* DIRECTION
From the data science hacks page, list every step given for downloading images with the ResourceSaver extension, in order.

Data Science Hacks, Tips and Tricks

Data Science Hacks is created and maintained by Analytics Vidhya for the data science community.

It includes a variety of tips, tricks and hacks related to data science, machine learning

These Hacks are for all the data scientists out there. It doesn’t matter if you are a beginner or an advanced professional, these hacks will definitely make you efficient!

Feel free to contribute your own data science hacks here. Make sure that your hack follows the contribution guidelines

This repository is part of the free course by Analytics Vidhya. To learn more of such awesome hacks visit Data Science Hacks, Tips and Tricks

Data Science Hack #1 - Resource Downloader

How can you extract image data directly from chrome in one click? Imagine that you want to make your own machine learning project but you don't have enough data, it becomes a daunting task Worry not you can use the ResourceSaver extension to directly download data! Let's see how!

Steps:

Install the chrome extension from the given URL.
Go to Google Images or any webpage from where you want to save the data.
Open Inspect Element and click to ResourceSaver Tab
Click on the button Save All Resources and a zip file will be created.
Unzip the file and open folder encrypted-tbn0.gstatic.com
You can find the images here.

Data Science Hack #2 Pandas Apply

Pandas Apply is one of the most commonly used functions for playing with data and creating new variables. It returns some value after passing each row/column of a data frame with some function. The function can be both default or user-defined.

* COLLECTED MATERIAL
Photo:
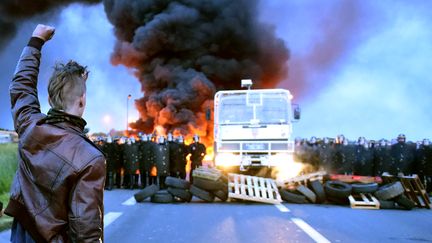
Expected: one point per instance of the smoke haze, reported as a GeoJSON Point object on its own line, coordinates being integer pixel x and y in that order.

* RESPONSE
1. Install the Chrome extension from the given URL.
2. Go to Google Images or any webpage you want to save data from.
3. Open Inspect Element and click the ResourceSaver tab.
4. Click the Save All Resources button, which creates a zip file.
5. Unzip the file and open the folder encrypted-tbn0.gstatic.com.
6. Find the images there.